• [Given request]:
Render the data below as a two-column CSV with the headers text and answer. Each row gives one text with its full answer, each field in double quotes and every line break turned into a space.

....

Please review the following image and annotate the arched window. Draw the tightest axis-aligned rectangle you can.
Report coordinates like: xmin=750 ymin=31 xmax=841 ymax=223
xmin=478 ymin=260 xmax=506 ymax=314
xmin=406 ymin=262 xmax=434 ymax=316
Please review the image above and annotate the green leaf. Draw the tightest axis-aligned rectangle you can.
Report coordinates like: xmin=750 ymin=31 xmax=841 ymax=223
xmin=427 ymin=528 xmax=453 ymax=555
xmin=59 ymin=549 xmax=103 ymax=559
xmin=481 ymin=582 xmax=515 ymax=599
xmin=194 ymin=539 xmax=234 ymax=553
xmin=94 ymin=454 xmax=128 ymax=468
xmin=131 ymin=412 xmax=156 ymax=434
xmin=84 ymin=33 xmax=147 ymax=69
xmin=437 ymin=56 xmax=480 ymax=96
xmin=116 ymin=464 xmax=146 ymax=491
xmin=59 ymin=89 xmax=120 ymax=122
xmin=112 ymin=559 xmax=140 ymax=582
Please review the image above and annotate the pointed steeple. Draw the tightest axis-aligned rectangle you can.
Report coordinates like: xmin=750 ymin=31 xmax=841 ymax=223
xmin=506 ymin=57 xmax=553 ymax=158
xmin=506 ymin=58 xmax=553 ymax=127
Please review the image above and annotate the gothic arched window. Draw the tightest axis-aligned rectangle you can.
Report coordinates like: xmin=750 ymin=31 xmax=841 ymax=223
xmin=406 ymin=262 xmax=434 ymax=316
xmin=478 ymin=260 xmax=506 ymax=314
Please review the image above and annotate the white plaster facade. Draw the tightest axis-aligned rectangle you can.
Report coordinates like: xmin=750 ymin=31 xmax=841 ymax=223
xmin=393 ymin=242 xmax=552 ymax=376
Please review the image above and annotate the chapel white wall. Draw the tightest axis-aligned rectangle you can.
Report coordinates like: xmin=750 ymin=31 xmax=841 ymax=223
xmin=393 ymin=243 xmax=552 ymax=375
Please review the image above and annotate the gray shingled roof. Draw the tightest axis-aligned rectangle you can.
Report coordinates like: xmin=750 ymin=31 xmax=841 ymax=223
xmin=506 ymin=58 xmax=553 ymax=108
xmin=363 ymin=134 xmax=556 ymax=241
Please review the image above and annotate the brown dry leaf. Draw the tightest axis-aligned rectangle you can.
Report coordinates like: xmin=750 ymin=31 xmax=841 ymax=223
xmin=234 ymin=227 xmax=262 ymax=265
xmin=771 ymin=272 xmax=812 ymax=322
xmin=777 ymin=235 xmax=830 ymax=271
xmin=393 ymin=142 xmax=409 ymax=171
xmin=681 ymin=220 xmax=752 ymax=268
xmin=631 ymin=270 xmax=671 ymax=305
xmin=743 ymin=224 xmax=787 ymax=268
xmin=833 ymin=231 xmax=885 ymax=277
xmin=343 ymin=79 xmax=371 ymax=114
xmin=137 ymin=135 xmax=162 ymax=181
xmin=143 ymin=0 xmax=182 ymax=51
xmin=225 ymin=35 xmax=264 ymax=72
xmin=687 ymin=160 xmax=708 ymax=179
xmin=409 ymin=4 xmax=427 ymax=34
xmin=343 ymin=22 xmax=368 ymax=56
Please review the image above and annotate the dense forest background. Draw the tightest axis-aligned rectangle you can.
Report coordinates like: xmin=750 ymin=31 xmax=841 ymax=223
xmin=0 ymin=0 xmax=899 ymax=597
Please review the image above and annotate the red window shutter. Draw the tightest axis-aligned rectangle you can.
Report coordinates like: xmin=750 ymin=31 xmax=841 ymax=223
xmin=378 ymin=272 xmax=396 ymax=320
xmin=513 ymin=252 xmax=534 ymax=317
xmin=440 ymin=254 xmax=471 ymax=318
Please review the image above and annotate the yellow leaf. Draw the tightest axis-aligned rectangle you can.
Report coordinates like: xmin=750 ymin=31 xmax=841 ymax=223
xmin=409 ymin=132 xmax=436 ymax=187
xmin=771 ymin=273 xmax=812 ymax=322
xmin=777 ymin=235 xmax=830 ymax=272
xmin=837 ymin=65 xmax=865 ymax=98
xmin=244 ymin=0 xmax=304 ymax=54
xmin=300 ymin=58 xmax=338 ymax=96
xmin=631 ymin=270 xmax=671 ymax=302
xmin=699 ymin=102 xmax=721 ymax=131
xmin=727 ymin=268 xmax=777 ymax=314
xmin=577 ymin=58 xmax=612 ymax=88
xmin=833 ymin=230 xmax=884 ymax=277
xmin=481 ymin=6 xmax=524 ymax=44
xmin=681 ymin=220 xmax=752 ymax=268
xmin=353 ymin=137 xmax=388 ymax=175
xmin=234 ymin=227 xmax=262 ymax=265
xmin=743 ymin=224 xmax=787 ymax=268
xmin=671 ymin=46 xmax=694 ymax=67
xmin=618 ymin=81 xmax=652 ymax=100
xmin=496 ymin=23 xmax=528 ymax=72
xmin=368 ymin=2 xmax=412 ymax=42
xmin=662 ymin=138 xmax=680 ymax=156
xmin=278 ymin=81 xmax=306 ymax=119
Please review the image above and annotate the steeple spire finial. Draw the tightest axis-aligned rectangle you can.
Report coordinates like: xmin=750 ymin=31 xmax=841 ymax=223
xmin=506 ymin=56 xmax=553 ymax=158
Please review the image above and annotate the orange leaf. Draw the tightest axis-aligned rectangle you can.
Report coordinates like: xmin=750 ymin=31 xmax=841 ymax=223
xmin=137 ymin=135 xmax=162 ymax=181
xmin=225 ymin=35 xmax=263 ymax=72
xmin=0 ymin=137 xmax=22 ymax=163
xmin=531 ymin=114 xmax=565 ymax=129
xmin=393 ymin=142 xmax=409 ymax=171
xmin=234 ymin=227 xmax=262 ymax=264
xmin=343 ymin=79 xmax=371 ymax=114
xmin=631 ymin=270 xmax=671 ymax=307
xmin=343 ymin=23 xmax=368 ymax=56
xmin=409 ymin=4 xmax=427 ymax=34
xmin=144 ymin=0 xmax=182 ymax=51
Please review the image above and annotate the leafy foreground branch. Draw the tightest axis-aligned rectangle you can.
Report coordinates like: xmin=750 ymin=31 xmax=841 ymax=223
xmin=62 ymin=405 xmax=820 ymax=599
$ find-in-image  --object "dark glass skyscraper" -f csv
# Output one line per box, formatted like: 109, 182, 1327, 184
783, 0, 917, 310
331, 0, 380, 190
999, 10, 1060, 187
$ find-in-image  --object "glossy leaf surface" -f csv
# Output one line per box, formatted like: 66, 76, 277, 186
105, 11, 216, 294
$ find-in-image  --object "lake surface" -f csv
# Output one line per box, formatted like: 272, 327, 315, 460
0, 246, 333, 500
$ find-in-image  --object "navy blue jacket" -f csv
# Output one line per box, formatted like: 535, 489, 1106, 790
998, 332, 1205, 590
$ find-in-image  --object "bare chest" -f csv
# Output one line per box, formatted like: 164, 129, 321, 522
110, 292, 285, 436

....

• [Complete response]:
text,answer
"Please review the following image and annotate the arched window. Draw the tightest axis-aligned rectangle you can. Report coordinates like: xmin=750 ymin=31 xmax=841 ymax=223","xmin=478 ymin=260 xmax=506 ymax=314 xmin=406 ymin=262 xmax=434 ymax=316"
"Please review the image above and annotate the green leaf. Draw the tightest axis-aligned rectangle you can. Report coordinates like: xmin=750 ymin=31 xmax=841 ymax=223","xmin=427 ymin=528 xmax=453 ymax=555 xmin=59 ymin=549 xmax=103 ymax=559 xmin=481 ymin=582 xmax=515 ymax=599 xmin=194 ymin=539 xmax=234 ymax=553 xmin=94 ymin=454 xmax=128 ymax=468 xmin=131 ymin=412 xmax=156 ymax=434 xmin=84 ymin=33 xmax=147 ymax=69 xmin=437 ymin=56 xmax=480 ymax=96 xmin=116 ymin=464 xmax=146 ymax=491 xmin=59 ymin=89 xmax=120 ymax=122 xmin=112 ymin=559 xmax=140 ymax=582"
"Please review the image above and annotate the pointed steeple. Draw the tightest axis-aligned rectangle you can. Report coordinates like: xmin=750 ymin=31 xmax=841 ymax=223","xmin=506 ymin=57 xmax=553 ymax=158 xmin=506 ymin=58 xmax=553 ymax=127"
"Please review the image above and annotate the gothic arched window. Draw the tightest axis-aligned rectangle you can. Report coordinates like: xmin=750 ymin=31 xmax=841 ymax=223","xmin=406 ymin=262 xmax=434 ymax=316 xmin=478 ymin=260 xmax=506 ymax=314"
"Please review the image above and annotate the white plaster facade. Draw the tightest axis-aligned rectangle you can. Report coordinates like: xmin=750 ymin=31 xmax=841 ymax=223","xmin=393 ymin=242 xmax=552 ymax=376"
"Please review the image above and annotate the chapel white wall. Draw the tightest axis-aligned rectangle you can. Report coordinates like: xmin=750 ymin=31 xmax=841 ymax=223","xmin=393 ymin=243 xmax=552 ymax=375"
"Please review the image above and annotate the gray shingled roof. Draw the tightest axis-aligned rectangle you can. Report coordinates like: xmin=750 ymin=31 xmax=841 ymax=223","xmin=506 ymin=58 xmax=553 ymax=108 xmin=363 ymin=134 xmax=556 ymax=241"
"Please review the image above and annotate the brown dry leaf. Draw the tightest axis-aligned rectangle you can. Report coordinates like: xmin=750 ymin=31 xmax=841 ymax=223","xmin=234 ymin=227 xmax=262 ymax=265 xmin=771 ymin=272 xmax=812 ymax=322 xmin=777 ymin=235 xmax=830 ymax=271 xmin=393 ymin=142 xmax=409 ymax=171 xmin=681 ymin=220 xmax=752 ymax=268 xmin=631 ymin=270 xmax=671 ymax=305 xmin=743 ymin=224 xmax=787 ymax=268 xmin=833 ymin=231 xmax=885 ymax=277 xmin=343 ymin=79 xmax=371 ymax=114 xmin=137 ymin=135 xmax=162 ymax=181 xmin=143 ymin=0 xmax=182 ymax=51 xmin=225 ymin=35 xmax=264 ymax=72 xmin=687 ymin=160 xmax=708 ymax=179 xmin=409 ymin=4 xmax=427 ymax=34 xmin=343 ymin=22 xmax=368 ymax=56"
"Please review the image above and annotate the dense forest background. Draw the tightest axis-aligned rectangle you can. Report coordinates like: xmin=750 ymin=31 xmax=841 ymax=223","xmin=0 ymin=0 xmax=899 ymax=597"
"Please review the image above and annotate the red window shutter. Draw the tightest axis-aligned rectangle you can. Report coordinates like: xmin=750 ymin=31 xmax=841 ymax=223","xmin=378 ymin=272 xmax=396 ymax=320 xmin=513 ymin=252 xmax=534 ymax=317 xmin=440 ymin=254 xmax=471 ymax=318"
"Please review the image above and annotate the yellow leaf. Draw the tightest axis-aligned rectangle you can. Report coordinates like: xmin=750 ymin=31 xmax=841 ymax=223","xmin=409 ymin=132 xmax=436 ymax=187 xmin=771 ymin=273 xmax=812 ymax=322 xmin=777 ymin=235 xmax=830 ymax=272 xmin=837 ymin=65 xmax=865 ymax=98 xmin=244 ymin=0 xmax=304 ymax=54 xmin=300 ymin=58 xmax=338 ymax=96 xmin=631 ymin=270 xmax=671 ymax=302 xmin=699 ymin=102 xmax=721 ymax=131 xmin=727 ymin=268 xmax=777 ymax=314 xmin=577 ymin=58 xmax=612 ymax=88 xmin=833 ymin=230 xmax=884 ymax=277 xmin=481 ymin=6 xmax=524 ymax=44 xmin=681 ymin=220 xmax=752 ymax=268 xmin=353 ymin=137 xmax=388 ymax=175 xmin=234 ymin=227 xmax=262 ymax=265 xmin=743 ymin=224 xmax=787 ymax=268 xmin=671 ymin=46 xmax=694 ymax=67 xmin=618 ymin=81 xmax=652 ymax=100 xmin=496 ymin=23 xmax=528 ymax=72 xmin=368 ymin=2 xmax=412 ymax=42 xmin=662 ymin=138 xmax=680 ymax=156 xmin=278 ymin=81 xmax=306 ymax=119"
"Please review the image above and annotate the steeple spire finial. Draw the tightest axis-aligned rectangle you can. Report coordinates like: xmin=750 ymin=31 xmax=841 ymax=223","xmin=506 ymin=56 xmax=553 ymax=158"
"Please review the image above and annotate the orange leaf. Draw the tightest axis-aligned rectangle you can. Report coordinates like: xmin=750 ymin=31 xmax=841 ymax=223","xmin=137 ymin=135 xmax=162 ymax=181 xmin=225 ymin=35 xmax=263 ymax=72 xmin=0 ymin=137 xmax=22 ymax=163 xmin=531 ymin=114 xmax=565 ymax=129 xmin=393 ymin=142 xmax=409 ymax=171 xmin=234 ymin=227 xmax=262 ymax=264 xmin=343 ymin=79 xmax=371 ymax=114 xmin=631 ymin=270 xmax=671 ymax=307 xmin=343 ymin=23 xmax=368 ymax=56 xmin=409 ymin=4 xmax=427 ymax=34 xmin=144 ymin=0 xmax=182 ymax=51"
"Please review the image above and annotate the leafy foreground branch. Draw the tightest axis-aligned rectangle you can. Report coordinates like: xmin=750 ymin=31 xmax=841 ymax=223","xmin=62 ymin=405 xmax=820 ymax=599"
"$ find-in-image  --object ""dark glass skyscraper"" -f csv # Output one line per box, formatted like: 109, 182, 1327, 184","783, 0, 917, 310 331, 0, 380, 190 999, 10, 1060, 187"
"$ find-in-image  --object ""glossy leaf surface"" -f csv # Output one line per box, formatted like: 66, 76, 277, 186","105, 11, 216, 294"
"$ find-in-image  --object ""lake surface"" -f csv # Output one line per box, formatted like: 272, 327, 315, 460","0, 246, 333, 500"
"$ find-in-image  --object ""navy blue jacket"" -f csv # Output one line per box, formatted like: 535, 489, 1106, 790","998, 332, 1205, 590"
"$ find-in-image  --object ""bare chest"" -f csv # Output one line per box, formatted like: 164, 129, 321, 522","110, 292, 285, 436"